Ничто так сильно не способствовало этому ускорению, как сознательное стремление художников к авангардизму. Его можно объяснить просто их убежденностью в том, что новое как таковое должно цениться и вознаграждаться. Так, в дикие годы футуризма годился жест разрушения музеев, а также сюжетное те-матизирование скорости и эстетизирование техники как реального средства повышения скорости цивилизационных процессов.
Между тем последствия самообязывания к соответствующей художественной продукции, принимающего форму постоянного инновационного самопреодоления, оказываются парадоксальными. Для индивидуума это прежде всего означает следующее: кто уже сегодня хочет быть завтрашним, добивается лишь того, что послезавтра становится вчерашним. Соответственно, все больше становится художников, которые на закате жизни являются лишь представителями великого обновления, за которое они ратовали позавчера,— и более ничем. Также и здесь ценой авангардизма становится увеличение количества устаревшего множества изделий, уже при поставке на рынок достигающих музейной зрелости.
К этому присоединяется и другой момент. К способности переработки исторического смысла предъявляются чрезмерные требования. На деле это означает, что тому, кто хочет сегодня продемонстрировать развитие современного искусства всего лишь за полвека, с начала 30-х годов до настоящего времени, используя действительно репрезентативные материалы, требуется такое количество объектов, которое невозможно разместить в обычных музейных и выставочных пространствах. Так, организаторам крупной выставки, проходившей в 1983 г. в Кельне, для экспозиционно-технического представления развития западного искусства в течение пятидесяти лет пришлось занять ярмарочные павильоны. Очевидно, что в этой — порожденной авангардизмом — очень разнородной массе объектов, в хаосе реликтного множества только лишь специалист способен установить генетический порядок. Современник-непрофессионал, простой любитель искусства воспринимают уже не генетическую последовательность, а скорее хаос, и соразмерной реакцией на восприятие этого хаоса является эклектизм. Так он и проходит в спешке по ярмарочным павильонам, задерживаясь лишь если ему случайно понравилось, либо резко не понравилось, какое-нибудь произведение. Короче говоря, интеллектуальной формой сохранения суверенитета перед явным хаосом многочисленных реликтов, с которым невозможно совладать, является эклектизм. Не случайно поэтому эклектизм есть основной принцип восприятия и поведения в так называемом пост-модернизме. На фоне сказанного так называемый пост-модернизм можно считать понятной, и в своей понятности рациональной, формой реакции на преломление авангардистской продукции в хаотическом восприятии. Так называемый пост-модернизм легитимирует предпочтение вчерашнего, сколь угодно старого, если в ходе чрезвычайно динамического развития оно имеет то преимущество, что устаревает не так резко, как менее старое, и при этом не разрушает опыт непрерывности.
****************************************
- Задачи для решения:
- 1) Определите, соответствуют ли тексту утверждения (а), (б) и (в), и для каждого ответьте «да» или «нет», точно процитировав решающие слова текста. (а) Крупная выставка в Кельне проходила в 1983 г. (б) Организаторам кельнской выставки хватило обычных музейных и выставочных пространств. (в) Эклектизм назван основным принципом восприятия и поведения в так называемом пост-модернизме.
- 2) Верните без изменений фрагмент текста между словами «Ничто так сильно» и «скорости цивилизационных процессов.» включительно.
Для ответа используйте только текст.
****************************************
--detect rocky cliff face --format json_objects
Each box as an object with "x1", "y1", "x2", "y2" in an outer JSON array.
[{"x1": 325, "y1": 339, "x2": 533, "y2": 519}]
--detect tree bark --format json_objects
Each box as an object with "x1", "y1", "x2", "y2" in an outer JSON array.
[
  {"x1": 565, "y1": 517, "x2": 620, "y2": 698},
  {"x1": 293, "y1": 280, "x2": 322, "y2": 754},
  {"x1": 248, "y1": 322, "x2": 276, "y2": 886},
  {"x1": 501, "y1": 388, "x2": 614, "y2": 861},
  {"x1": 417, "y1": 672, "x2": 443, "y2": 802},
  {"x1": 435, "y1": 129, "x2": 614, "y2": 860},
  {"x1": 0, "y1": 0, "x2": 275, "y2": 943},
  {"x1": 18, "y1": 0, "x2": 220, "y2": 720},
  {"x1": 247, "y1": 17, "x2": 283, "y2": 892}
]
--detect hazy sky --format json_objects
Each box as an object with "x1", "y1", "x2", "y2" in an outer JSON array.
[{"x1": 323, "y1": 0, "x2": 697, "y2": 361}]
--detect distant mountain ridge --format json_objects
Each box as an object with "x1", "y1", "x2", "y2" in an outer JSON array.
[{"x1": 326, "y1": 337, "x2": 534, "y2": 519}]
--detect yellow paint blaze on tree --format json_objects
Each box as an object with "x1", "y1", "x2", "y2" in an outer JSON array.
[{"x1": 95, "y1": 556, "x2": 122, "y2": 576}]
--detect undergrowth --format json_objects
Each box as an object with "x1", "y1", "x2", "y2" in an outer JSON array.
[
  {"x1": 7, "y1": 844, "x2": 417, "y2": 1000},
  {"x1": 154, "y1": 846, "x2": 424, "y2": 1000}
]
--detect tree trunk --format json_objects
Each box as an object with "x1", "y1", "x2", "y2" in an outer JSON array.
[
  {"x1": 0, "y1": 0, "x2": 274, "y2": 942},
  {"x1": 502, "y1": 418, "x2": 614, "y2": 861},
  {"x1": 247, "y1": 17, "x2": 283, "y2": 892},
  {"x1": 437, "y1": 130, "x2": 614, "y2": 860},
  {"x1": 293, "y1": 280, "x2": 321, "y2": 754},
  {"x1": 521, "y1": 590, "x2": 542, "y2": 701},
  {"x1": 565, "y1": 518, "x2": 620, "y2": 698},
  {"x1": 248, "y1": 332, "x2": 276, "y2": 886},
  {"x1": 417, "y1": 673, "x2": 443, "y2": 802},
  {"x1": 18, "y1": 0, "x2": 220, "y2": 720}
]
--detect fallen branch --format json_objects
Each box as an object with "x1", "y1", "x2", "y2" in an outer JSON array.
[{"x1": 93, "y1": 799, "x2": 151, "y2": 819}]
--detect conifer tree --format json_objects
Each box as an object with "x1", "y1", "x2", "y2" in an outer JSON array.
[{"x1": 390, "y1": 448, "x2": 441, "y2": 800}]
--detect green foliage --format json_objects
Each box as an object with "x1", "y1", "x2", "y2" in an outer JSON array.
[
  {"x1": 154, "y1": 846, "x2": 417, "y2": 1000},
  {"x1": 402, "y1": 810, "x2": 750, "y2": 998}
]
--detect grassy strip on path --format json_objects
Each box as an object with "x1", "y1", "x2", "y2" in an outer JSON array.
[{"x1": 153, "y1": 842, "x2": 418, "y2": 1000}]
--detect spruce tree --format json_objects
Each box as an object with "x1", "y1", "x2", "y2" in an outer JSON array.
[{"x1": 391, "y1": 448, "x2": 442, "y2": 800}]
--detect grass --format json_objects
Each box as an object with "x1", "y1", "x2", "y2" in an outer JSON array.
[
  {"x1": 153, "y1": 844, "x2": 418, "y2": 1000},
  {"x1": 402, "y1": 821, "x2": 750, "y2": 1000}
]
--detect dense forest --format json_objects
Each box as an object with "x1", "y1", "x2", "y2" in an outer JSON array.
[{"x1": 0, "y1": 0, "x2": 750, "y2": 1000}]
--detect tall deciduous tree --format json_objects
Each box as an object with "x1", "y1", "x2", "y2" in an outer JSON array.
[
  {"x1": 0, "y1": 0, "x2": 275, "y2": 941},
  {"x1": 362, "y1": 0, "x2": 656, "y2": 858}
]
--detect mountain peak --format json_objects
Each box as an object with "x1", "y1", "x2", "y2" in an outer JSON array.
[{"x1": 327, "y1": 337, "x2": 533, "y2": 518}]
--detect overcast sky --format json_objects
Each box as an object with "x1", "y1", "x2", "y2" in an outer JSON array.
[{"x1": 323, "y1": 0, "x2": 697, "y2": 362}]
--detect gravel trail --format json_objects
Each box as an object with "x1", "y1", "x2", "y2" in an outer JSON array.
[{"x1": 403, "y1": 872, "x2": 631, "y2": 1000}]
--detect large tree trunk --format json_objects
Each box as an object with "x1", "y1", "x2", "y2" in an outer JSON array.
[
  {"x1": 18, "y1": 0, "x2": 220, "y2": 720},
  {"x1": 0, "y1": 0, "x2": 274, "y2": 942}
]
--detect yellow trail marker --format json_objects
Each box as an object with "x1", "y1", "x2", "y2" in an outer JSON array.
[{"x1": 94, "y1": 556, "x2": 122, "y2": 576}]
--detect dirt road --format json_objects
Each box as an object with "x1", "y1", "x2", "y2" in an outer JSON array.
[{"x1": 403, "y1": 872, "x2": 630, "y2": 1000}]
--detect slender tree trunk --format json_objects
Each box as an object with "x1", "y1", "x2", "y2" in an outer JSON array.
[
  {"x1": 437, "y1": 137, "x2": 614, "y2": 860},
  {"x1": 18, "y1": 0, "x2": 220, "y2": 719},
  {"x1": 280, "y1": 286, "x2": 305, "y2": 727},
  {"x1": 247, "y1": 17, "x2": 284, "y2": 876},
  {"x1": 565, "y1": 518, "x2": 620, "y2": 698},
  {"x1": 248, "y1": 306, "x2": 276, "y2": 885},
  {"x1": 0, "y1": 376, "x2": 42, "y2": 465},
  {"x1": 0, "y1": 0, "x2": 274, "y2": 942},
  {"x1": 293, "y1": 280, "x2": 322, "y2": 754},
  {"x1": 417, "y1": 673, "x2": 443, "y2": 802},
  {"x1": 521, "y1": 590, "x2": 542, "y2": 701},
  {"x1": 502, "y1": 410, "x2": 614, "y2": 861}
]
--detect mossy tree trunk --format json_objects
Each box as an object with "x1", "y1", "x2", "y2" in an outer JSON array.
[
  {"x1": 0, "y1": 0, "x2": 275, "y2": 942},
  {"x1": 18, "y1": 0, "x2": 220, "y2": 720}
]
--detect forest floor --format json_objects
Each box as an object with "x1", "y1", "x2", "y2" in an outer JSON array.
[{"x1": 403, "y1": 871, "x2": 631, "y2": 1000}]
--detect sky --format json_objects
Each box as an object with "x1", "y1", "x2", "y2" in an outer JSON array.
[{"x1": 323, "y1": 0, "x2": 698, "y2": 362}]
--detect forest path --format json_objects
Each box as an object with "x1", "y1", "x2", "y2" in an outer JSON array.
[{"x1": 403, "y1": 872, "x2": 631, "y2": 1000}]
****************************************
- Ответы по порядку:
- 1)
(а) Да: «проходившей в 1983 г. в Кельне».
(б) Нет: «пришлось занять ярмарочные павильоны».
(в) Да: «эклектизм есть основной принцип восприятия и поведения в так называемом пост-модернизме».

- 2)
Ничто так сильно не способствовало этому ускорению, как сознательное стремление художников к авангардизму. Его можно объяснить просто их убежденностью в том, что новое как таковое должно цениться и вознаграждаться. Так, в дикие годы футуризма годился жест разрушения музеев, а также сюжетное те-матизирование скорости и эстетизирование техники как реального средства повышения скорости цивилизационных процессов.